_Input_.

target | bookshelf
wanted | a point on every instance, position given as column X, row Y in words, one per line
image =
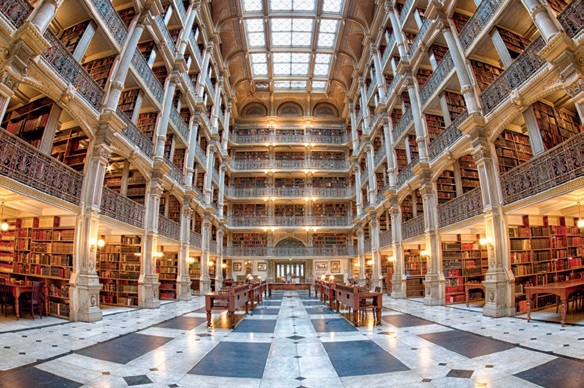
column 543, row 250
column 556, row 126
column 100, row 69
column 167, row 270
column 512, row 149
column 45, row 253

---

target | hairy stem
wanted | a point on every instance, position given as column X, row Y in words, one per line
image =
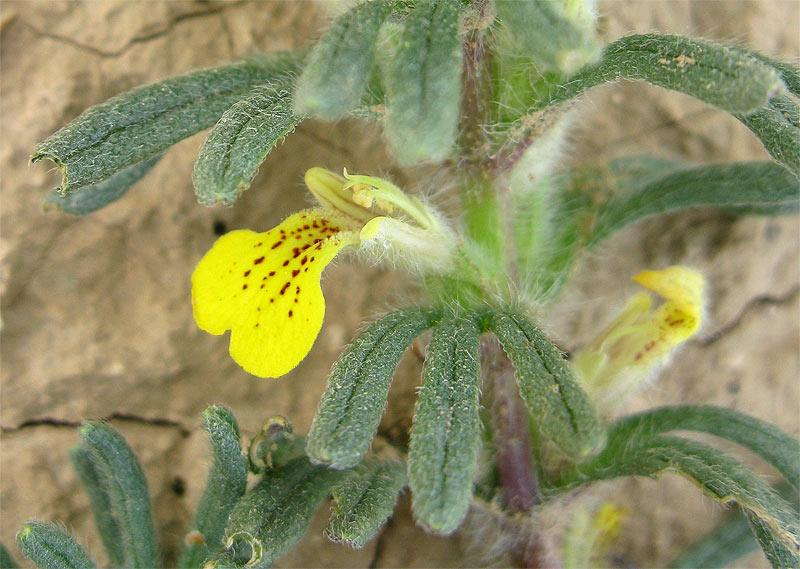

_Instruction_. Write out the material word for word, starting at the line that contains "target | bookshelf" and ending at the line that contains "column 45, row 253", with both of those lines included. Leave the pictures out.

_Output_.
target | bookshelf
wanted | a point on every instance, position given as column X, row Y in words, one per line
image =
column 543, row 250
column 556, row 126
column 100, row 69
column 167, row 270
column 512, row 149
column 45, row 253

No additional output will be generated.